■ **Trecho de origem**
▼▼▼
Com o tamanho da amostra determinado, o próximo passo seria a aplicação dos
questionários aos consumidores e produtores, sendo realizada durante uma única Sexta-feira
durante um dia completo na própria feira.
Com relação aos produtores/feirantes deve deixar claro que foi realizada uma pesquisa
censitária, considerando que foi coberta toda população de produtores orgânicos atuando
como feirantes naquele dia. Foram entrevistados sete (07) produtores/feirantes.
Resultados e Discursão
Conforme pode ser percebido pelo Quadro 1 abaixo, os consumidores freqüentadores
da Feira Agroecológica são em sua maioria de nível superior e que apresentam um patamar de
renda familiar mais elevado dentro dos níveis de classificação estabelecidos na pesquisa
primária realizada. É também significativa a participação da clientela que tem renda familiar
entre 4 e 6 salários mínimos1. Apesar desse grau de instrução e da renda familiar usualmente
correlacionada, existe um comportamento do consumidor até certo ponto surpreendente que
precisa ser melhor avalizado.
Quadro 1 – Grau de Escolaridade e Renda Familiar dos consumidores da Feira
Agroecológica, Maceió, 2006.
Fonte: Dados Primários coletados para esse trabalho pelos autores.
Nota: esses dados foram atualizados para o mês de fevereiro de 2006.
1 O salário mínimo vigente atualmente é de R$ 300,00.
Os consumidores apresentam um comportamento de crença, de confiança, no fato da
produção ser orgânica. Isso acontece, conforme demonstra o Gráfico 1, pela confiança no
produtor/feirante, e em segundo lugar pela reputação do trabalho realizado com o suporte
institucional do SEBRAE-AL. Isso reduz, segundo a crença dos consumidores, a
possibilidade de ações oportunistas, apesar da existência de assimetria de informações. Deve
ser lembrado que nenhum dos produtores possuem ainda certificação orgânica formal.
Gráfico 1 – Concepções com relação à crença sobre produtos orgânicos, Feira
Agroecológica, Maceió, 2006.
Fonte: Dados Primários coletados para esse trabalho pelos autores
O Gráfico 2, revela também que os consumidores pouco associam a certificação ao
produto orgânico apesar da maioria terem nível superior. Quando foi sugerido pelo
entrevistador a palavra certificação, os consumidores demonstraram pouco conhecimento, e
os poucos que tinham consciência disso disseram dar prioridade a outros elementos, como
confiança no produtor/feirante e na instituição SEBRAE.
Gráfico 2 – Concepções associada aos produtos orgânicos, Feira Agroecológica, Maceió,
2006.
▲▲▲
■ **Tarefa 1**
Copie, do trecho sobre a Feira Agroecológica, a parte que se inicia com as palavras que contêm "Resultados e Discursão" e se encerra em "de R$ 300,00.".
■ **Tarefa 2**
Dê continuidade ao trecho sobre a Feira Agroecológica, começando logo após a última frase apresentada.

■ **Entradas apresentadas**
▼▼▼
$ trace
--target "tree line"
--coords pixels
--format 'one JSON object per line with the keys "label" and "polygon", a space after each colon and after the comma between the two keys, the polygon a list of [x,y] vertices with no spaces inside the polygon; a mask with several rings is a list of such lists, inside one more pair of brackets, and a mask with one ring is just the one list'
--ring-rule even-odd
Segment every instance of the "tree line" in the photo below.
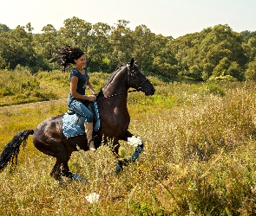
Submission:
{"label": "tree line", "polygon": [[146,25],[131,30],[128,23],[92,24],[74,16],[59,30],[47,24],[41,34],[33,33],[30,22],[15,29],[0,24],[0,69],[59,69],[56,53],[69,45],[85,52],[91,72],[111,73],[134,57],[142,71],[170,79],[256,80],[256,31],[238,33],[220,24],[174,39]]}

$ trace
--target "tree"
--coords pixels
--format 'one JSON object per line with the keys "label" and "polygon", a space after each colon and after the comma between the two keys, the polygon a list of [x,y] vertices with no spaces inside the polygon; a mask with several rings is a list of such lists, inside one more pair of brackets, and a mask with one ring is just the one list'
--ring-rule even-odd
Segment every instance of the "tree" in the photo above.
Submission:
{"label": "tree", "polygon": [[73,16],[71,19],[64,20],[64,27],[58,31],[57,45],[59,48],[78,47],[87,53],[92,43],[91,39],[92,24]]}
{"label": "tree", "polygon": [[0,33],[3,33],[3,32],[7,32],[7,31],[10,31],[10,29],[9,29],[9,27],[5,24],[1,24],[0,23]]}
{"label": "tree", "polygon": [[6,63],[10,62],[11,69],[18,64],[31,67],[36,65],[31,36],[24,30],[24,27],[17,26],[13,30],[1,33],[0,54]]}
{"label": "tree", "polygon": [[93,25],[92,43],[88,49],[88,65],[90,71],[110,72],[111,27],[107,23],[97,22]]}
{"label": "tree", "polygon": [[121,63],[128,61],[132,56],[133,42],[131,29],[128,28],[128,21],[118,20],[109,36],[111,44],[110,62],[112,68],[115,68]]}
{"label": "tree", "polygon": [[245,77],[247,80],[256,81],[256,57],[253,61],[249,62]]}

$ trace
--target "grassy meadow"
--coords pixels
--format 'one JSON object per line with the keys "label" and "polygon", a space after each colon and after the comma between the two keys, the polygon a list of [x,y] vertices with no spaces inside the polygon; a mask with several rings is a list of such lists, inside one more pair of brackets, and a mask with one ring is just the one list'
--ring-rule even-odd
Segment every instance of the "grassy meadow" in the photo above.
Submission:
{"label": "grassy meadow", "polygon": [[[108,74],[90,74],[99,90]],[[0,71],[0,152],[18,131],[66,111],[69,73]],[[0,215],[255,215],[255,83],[167,83],[128,94],[129,130],[145,143],[118,175],[108,146],[72,155],[84,184],[49,176],[55,159],[29,137],[17,166],[0,173]],[[45,101],[20,105],[28,102]],[[121,143],[120,155],[134,149]],[[86,200],[99,194],[97,202]]]}

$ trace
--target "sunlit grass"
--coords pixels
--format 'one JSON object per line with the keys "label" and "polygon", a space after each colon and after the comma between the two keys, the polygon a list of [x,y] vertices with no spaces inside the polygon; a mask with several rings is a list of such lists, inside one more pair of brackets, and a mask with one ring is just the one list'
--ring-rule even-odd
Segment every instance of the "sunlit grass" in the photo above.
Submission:
{"label": "sunlit grass", "polygon": [[[42,80],[52,81],[42,74]],[[95,77],[99,88],[107,75]],[[253,215],[254,83],[153,80],[155,95],[128,94],[129,130],[145,143],[135,163],[111,175],[116,159],[108,146],[95,154],[75,152],[70,169],[89,181],[64,178],[60,185],[49,176],[55,159],[39,152],[30,137],[16,169],[9,174],[8,166],[0,174],[0,214]],[[66,100],[0,107],[0,149],[18,131],[66,109]],[[133,150],[121,142],[122,156]],[[91,193],[99,194],[97,203],[86,200]]]}

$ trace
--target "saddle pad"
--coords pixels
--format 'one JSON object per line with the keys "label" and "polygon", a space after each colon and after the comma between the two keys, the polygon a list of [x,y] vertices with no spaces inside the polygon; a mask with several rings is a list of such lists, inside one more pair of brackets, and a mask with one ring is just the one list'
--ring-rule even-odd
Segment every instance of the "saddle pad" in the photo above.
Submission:
{"label": "saddle pad", "polygon": [[67,112],[63,115],[62,130],[67,138],[85,134],[80,127],[78,117],[75,114],[69,115]]}
{"label": "saddle pad", "polygon": [[[90,103],[88,108],[94,114],[94,131],[99,130],[101,127],[101,118],[96,101]],[[84,135],[84,118],[75,114],[66,112],[62,118],[63,134],[67,138],[74,137],[79,135]]]}

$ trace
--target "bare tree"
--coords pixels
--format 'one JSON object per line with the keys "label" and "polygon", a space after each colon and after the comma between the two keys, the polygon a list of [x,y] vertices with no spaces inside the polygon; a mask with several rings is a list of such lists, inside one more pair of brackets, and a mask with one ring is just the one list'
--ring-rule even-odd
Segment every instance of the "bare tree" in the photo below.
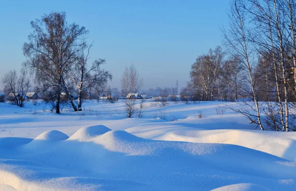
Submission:
{"label": "bare tree", "polygon": [[[244,110],[241,109],[236,111],[245,115],[252,123],[257,124],[261,130],[263,130],[257,93],[253,79],[252,51],[251,44],[248,38],[249,31],[246,25],[248,15],[247,12],[244,8],[245,6],[243,0],[232,1],[228,13],[229,19],[229,30],[227,31],[225,30],[222,30],[224,39],[224,43],[229,54],[243,64],[244,70],[248,74],[248,76],[245,79],[248,81],[251,89],[246,88],[244,90],[252,97],[255,105],[255,107],[253,107],[251,104],[245,103],[244,105],[246,107],[244,107]],[[247,111],[248,109],[254,110],[256,115],[251,114]],[[254,117],[255,116],[256,117]]]}
{"label": "bare tree", "polygon": [[53,12],[31,24],[33,33],[23,48],[28,58],[24,66],[31,69],[44,90],[54,92],[52,101],[56,102],[57,114],[60,112],[62,91],[74,111],[77,111],[67,86],[66,71],[75,60],[76,54],[85,46],[87,31],[74,23],[68,25],[65,12]]}
{"label": "bare tree", "polygon": [[[90,67],[88,67],[87,61],[92,44],[85,46],[77,53],[76,60],[70,66],[68,74],[78,89],[78,110],[82,111],[81,105],[83,92],[91,89],[102,87],[109,79],[112,79],[112,75],[109,71],[101,68],[105,63],[103,59],[96,60]],[[87,49],[87,50],[86,50]],[[97,91],[99,89],[96,89]]]}
{"label": "bare tree", "polygon": [[209,53],[197,57],[191,66],[190,85],[201,94],[204,101],[213,101],[214,90],[223,62],[221,47],[210,49]]}
{"label": "bare tree", "polygon": [[[137,93],[143,84],[143,79],[140,77],[139,73],[133,64],[131,64],[129,68],[125,68],[121,78],[121,86],[126,95]],[[128,99],[123,100],[128,117],[131,117],[136,111],[135,108],[136,99],[137,98],[132,96]]]}

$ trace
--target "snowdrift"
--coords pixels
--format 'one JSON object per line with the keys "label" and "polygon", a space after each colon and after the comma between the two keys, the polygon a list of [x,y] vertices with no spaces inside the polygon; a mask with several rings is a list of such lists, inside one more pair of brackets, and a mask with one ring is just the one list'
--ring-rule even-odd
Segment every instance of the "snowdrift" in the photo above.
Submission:
{"label": "snowdrift", "polygon": [[[217,120],[209,119],[209,125],[206,126],[201,125],[196,120],[188,118],[164,124],[140,125],[126,131],[140,137],[156,140],[239,145],[296,160],[296,132],[215,129],[216,126],[223,126],[223,123],[222,125],[216,122],[211,123]],[[231,125],[231,123],[228,125]],[[207,128],[210,129],[205,130]]]}
{"label": "snowdrift", "polygon": [[83,127],[74,133],[69,140],[85,141],[97,136],[102,135],[111,129],[105,125],[94,125]]}
{"label": "snowdrift", "polygon": [[[66,138],[61,132],[47,132],[10,150],[0,147],[0,188],[208,191],[236,185],[231,188],[293,191],[296,187],[296,162],[239,146],[148,140],[102,125]],[[29,147],[33,143],[37,146]]]}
▲▲▲
■ **Resposta correta 1**
Resultados e Discursão
Conforme pode ser percebido pelo Quadro 1 abaixo, os consumidores freqüentadores
da Feira Agroecológica são em sua maioria de nível superior e que apresentam um patamar de
renda familiar mais elevado dentro dos níveis de classificação estabelecidos na pesquisa
primária realizada. É também significativa a participação da clientela que tem renda familiar
entre 4 e 6 salários mínimos1. Apesar desse grau de instrução e da renda familiar usualmente
correlacionada, existe um comportamento do consumidor até certo ponto surpreendente que
precisa ser melhor avalizado.
Quadro 1 – Grau de Escolaridade e Renda Familiar dos consumidores da Feira
Agroecológica, Maceió, 2006.
Fonte: Dados Primários coletados para esse trabalho pelos autores.
Nota: esses dados foram atualizados para o mês de fevereiro de 2006.
1 O salário mínimo vigente atualmente é de R$ 300,00.

■ **Resposta correta 2**
Fonte: Dados Primários coletados para esse trabalho pelos autores
Isso revela que o elemento confiança, crença, é significativo entre os consumidores da
feira agroecológica de Maceió, dado o ambiente institucional, onde se inclui o diferencial
cultural local em que a palavra empenhada tem quase a mesma força de um contrato jurídico
formal.
Apesar disso, existem dificuldades importantes entre os produtores que não são de
conhecimento dos consumidores. Eles são originários de vários pontos do interior do estado
de Alagoas (ver Anexo), o que dificulta uma atuação conjunta. Além disso, o produtor prefere
ser o feirante, pois quando ocorre de precisar repassar a sua mercadoria para ser
comercializada na Feira Agroecológica de Maceió por outro feirante, não existe – de sua parte
– uma relação de confiança estabelecida.
Assim, ele prefere comercializar seus produtos em feira livres municipais locais e
feiras agroecológicas mais próximas de sua área de produção – onde o preço do produto
orgânico apresenta o mesmo patamar dos convencionais, mesmo não existindo nesses casos o
preço premium. Caso fosse comercializado na capital do Estado, prevaleceria o preço
diferenciado. Este fato é uma decorrência basicamente de dois aspectos: (1) da problemática
relacionada ao custo do transporte da mercadoria dos municípios situados no interior do
estado para a capital e (2) de algumas fragilidades do ambiente institucional em que estão
inseridos estes produtores/feirantes. Enfim, existe uma desconfiança entre os
produtores/feirantes por conta da concorrência entre eles, atenuada atualmente por uma série
de regras de conduta combinadas previamente. Um exemplo disso é que nenhum feirante
pode baixar um preço sem avisar aos demais, antes do início de cada feira.
O resultado prático dessa situação é que o número de feirantes/produtores diminuiu na
Feira Agroecológica de Maceió de 15 no segundo semestre de 2005 para 07 no início de 2006.
Apesar de existir um contingente significativo de famílias que produzem orgânicos sem
certificação credenciadas para participar do programa, dispondo de um preço premium, e da
atitude positiva por parte dos consumidores, tem havido uma diminuição na participação dos
produtores efetivamente.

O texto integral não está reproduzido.